[Stored data entries]
****************************************
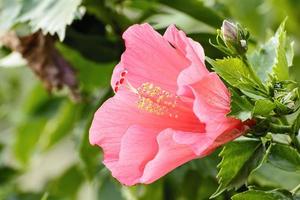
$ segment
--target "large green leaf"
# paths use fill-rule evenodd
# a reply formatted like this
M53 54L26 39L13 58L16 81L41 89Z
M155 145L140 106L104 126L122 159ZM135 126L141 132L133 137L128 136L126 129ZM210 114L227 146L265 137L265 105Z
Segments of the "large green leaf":
M123 188L126 199L152 200L163 199L163 181L159 180L149 185L137 185Z
M7 167L0 166L0 185L7 183L17 175L17 170Z
M264 145L260 141L245 140L227 144L220 153L222 161L218 165L220 170L217 175L220 185L212 197L245 184L248 175L260 164L264 152Z
M107 87L115 63L97 63L83 57L78 51L58 44L64 58L78 71L78 79L83 91L91 92L99 87Z
M105 174L102 177L98 188L98 198L97 199L118 199L124 200L121 193L121 186L119 183L110 176L110 174Z
M222 18L213 9L205 6L203 1L185 0L182 3L181 0L160 0L160 2L215 28L222 24Z
M255 102L253 115L254 116L268 116L274 109L275 104L267 99L259 99Z
M242 91L254 95L266 95L266 91L260 80L239 58L207 59L213 69L230 85Z
M55 116L46 124L42 135L42 148L48 149L68 135L81 114L83 105L66 100L61 103Z
M44 33L57 33L60 40L65 29L80 14L81 0L5 0L1 1L0 23L8 29L20 22L28 22L32 32L41 29ZM63 9L62 9L63 8ZM2 28L2 27L0 27Z
M15 23L21 11L22 5L18 0L0 1L0 35L1 32L9 30Z
M268 161L280 169L300 172L300 154L288 145L274 144Z
M293 200L291 193L285 190L259 191L250 190L232 197L232 200Z
M97 146L92 146L89 143L89 129L94 117L95 108L98 108L107 98L112 95L112 91L108 89L101 97L96 105L92 105L87 111L89 115L87 116L87 124L84 127L81 143L79 146L79 156L82 161L82 167L84 169L85 175L89 180L92 180L94 176L103 168L101 164L101 152L100 148Z
M289 78L288 67L292 60L289 49L292 47L291 44L287 44L284 28L285 21L272 38L249 56L252 67L263 82L270 80L270 76L274 76L279 81Z
M60 177L49 183L49 194L56 197L75 199L84 179L78 166L67 169Z
M23 164L31 158L48 118L57 111L59 104L60 99L50 97L40 84L31 88L23 100L13 146L16 158Z
M36 144L40 138L47 119L31 118L28 121L24 121L17 129L15 136L16 141L14 143L14 153L16 158L23 164L27 164L31 155L36 149Z
M288 180L288 181L282 181ZM283 188L292 190L299 184L300 173L285 171L265 162L249 177L249 184L266 188Z

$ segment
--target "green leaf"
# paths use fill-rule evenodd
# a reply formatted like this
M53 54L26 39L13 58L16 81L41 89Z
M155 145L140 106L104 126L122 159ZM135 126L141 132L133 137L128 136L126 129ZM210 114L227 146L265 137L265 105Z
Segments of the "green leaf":
M215 28L222 24L222 18L213 9L206 7L202 1L186 0L182 3L181 0L161 0L160 2Z
M54 196L75 199L84 177L78 166L67 169L60 177L49 184L49 193ZM71 198L72 197L72 198Z
M78 14L81 0L26 0L21 1L21 4L18 22L28 21L33 32L42 29L45 34L57 33L60 40L63 40L66 26L70 25Z
M14 143L14 153L22 164L27 164L36 149L36 144L40 138L47 119L45 117L31 118L24 120L17 128L16 141Z
M252 118L253 105L245 95L238 94L234 89L230 89L231 93L231 111L228 114L237 119L245 121Z
M42 196L41 200L48 200L49 193L45 192L45 194Z
M288 180L288 181L283 181ZM249 183L264 186L265 188L283 188L292 190L299 184L300 173L285 171L265 162L253 171L249 177Z
M0 167L0 185L7 183L7 181L13 179L17 175L17 170L2 166Z
M112 95L112 91L107 90L103 96L100 98L98 105L93 106L93 109L98 108L106 99L108 99ZM87 120L86 127L84 129L84 133L81 138L81 143L79 146L79 156L82 161L82 165L84 168L85 175L88 179L93 179L95 174L100 171L103 167L101 165L101 152L97 146L92 146L89 142L89 129L94 117L94 110L89 110L89 116Z
M276 105L267 99L259 99L255 102L253 108L254 116L268 116L274 109Z
M293 123L293 132L297 135L300 130L300 113L298 113L297 118Z
M222 161L218 165L220 170L217 175L220 185L211 198L245 184L248 175L263 159L264 152L265 147L260 141L245 140L227 144L220 153Z
M91 121L91 120L90 120ZM86 130L83 133L81 139L81 144L79 147L79 157L82 161L82 167L87 179L92 180L95 175L103 168L101 164L101 152L100 149L96 146L92 146L89 143L89 126L86 127Z
M207 58L207 61L225 81L245 91L247 96L248 93L266 96L265 88L260 80L241 59L228 57L222 60L212 60Z
M124 200L122 197L121 187L118 187L115 180L110 175L102 177L101 184L98 188L97 199L118 199Z
M138 199L138 200L164 199L163 183L164 183L163 180L158 180L149 185L137 185L132 187L124 187L122 193L123 196L126 197L126 199Z
M82 107L82 104L75 104L68 100L60 105L56 116L46 124L42 136L42 148L49 149L70 133L81 114Z
M0 143L0 153L3 150L3 148L4 148L4 145L2 143Z
M269 163L286 171L300 172L300 155L296 149L285 144L274 144L269 155Z
M82 90L99 90L99 87L107 87L115 63L97 63L83 57L75 49L66 45L57 45L60 53L78 71L78 79Z
M293 59L293 44L287 44L285 21L276 34L258 51L249 56L249 62L263 82L270 81L270 76L277 80L289 79L289 65Z
M18 0L0 1L0 30L8 31L15 23L21 11L22 5Z
M293 200L293 197L292 194L286 190L250 190L234 195L232 200Z

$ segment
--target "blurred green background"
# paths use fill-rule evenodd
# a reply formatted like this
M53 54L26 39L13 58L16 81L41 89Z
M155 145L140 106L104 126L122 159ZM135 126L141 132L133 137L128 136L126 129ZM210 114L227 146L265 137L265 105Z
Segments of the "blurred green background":
M154 184L129 188L111 177L101 164L100 149L88 143L92 116L112 95L110 76L124 50L122 32L135 23L148 22L162 33L176 24L202 44L207 56L221 58L208 41L214 40L223 19L247 27L254 46L288 16L288 35L295 41L290 70L300 82L299 10L298 0L0 0L0 33L14 30L25 36L40 28L58 32L59 38L51 38L53 51L75 69L77 81L76 87L63 83L66 87L50 94L43 85L45 77L38 78L28 67L36 63L1 47L0 200L209 199L218 186L218 152L189 162ZM31 43L26 48L38 54L35 61L42 65L40 59L52 50L47 51L46 45L40 47L46 49L41 53L37 46ZM46 59L50 64L51 58ZM299 173L268 164L250 176L250 182L261 188L290 190L299 180ZM230 199L232 194L217 199Z

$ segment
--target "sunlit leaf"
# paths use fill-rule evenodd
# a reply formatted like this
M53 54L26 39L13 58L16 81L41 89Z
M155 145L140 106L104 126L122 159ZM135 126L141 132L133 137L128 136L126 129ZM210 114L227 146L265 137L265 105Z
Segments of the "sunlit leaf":
M267 99L259 99L255 102L253 115L254 116L268 116L276 105Z
M49 185L49 194L57 197L76 197L83 176L78 166L70 167L61 177L52 181Z
M34 32L42 29L44 33L57 33L63 40L66 26L76 17L81 0L22 0L21 3L20 22L28 21Z
M264 151L259 141L245 140L227 144L220 153L222 161L218 165L217 175L220 185L212 197L245 184L248 175L260 164Z
M239 58L207 59L213 69L230 85L255 95L266 95L260 80Z
M263 82L267 82L270 76L283 81L289 78L289 64L291 53L286 55L287 39L285 21L278 28L275 36L270 38L258 51L249 56L252 67ZM288 45L291 49L291 45ZM291 52L288 51L288 52Z
M18 0L0 1L0 35L8 31L14 24L21 11L22 5Z
M291 193L288 191L259 191L250 190L232 197L232 200L294 200Z
M300 172L300 154L288 145L274 144L268 161L280 169Z

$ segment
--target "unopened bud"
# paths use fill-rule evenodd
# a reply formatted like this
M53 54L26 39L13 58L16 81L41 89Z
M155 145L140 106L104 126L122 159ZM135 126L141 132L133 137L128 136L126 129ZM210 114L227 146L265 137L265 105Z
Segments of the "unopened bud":
M276 92L275 103L277 108L275 111L280 114L290 114L299 108L299 92L298 88L291 91Z
M249 33L239 24L224 20L221 27L221 38L233 54L243 55L247 52Z

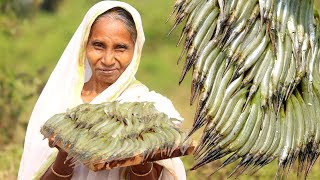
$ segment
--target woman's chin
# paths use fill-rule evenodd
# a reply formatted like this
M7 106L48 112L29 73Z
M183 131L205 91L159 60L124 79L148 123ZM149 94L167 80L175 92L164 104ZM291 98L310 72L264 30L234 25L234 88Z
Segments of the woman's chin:
M96 81L113 83L118 79L119 76L120 76L120 73L116 70L112 70L112 71L95 70L95 73L92 75L92 78L96 79Z
M111 85L117 81L119 76L98 76L96 82L99 84L108 84Z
****************************************
PROBLEM TO WORK ON. Go through the entries above and copy each line holding the string "target".

ANSWER.
--target "large green leaf"
--target "green leaf"
--target "blurred green background"
--target "sunlit leaf"
--target "unopened bud"
--target woman's chin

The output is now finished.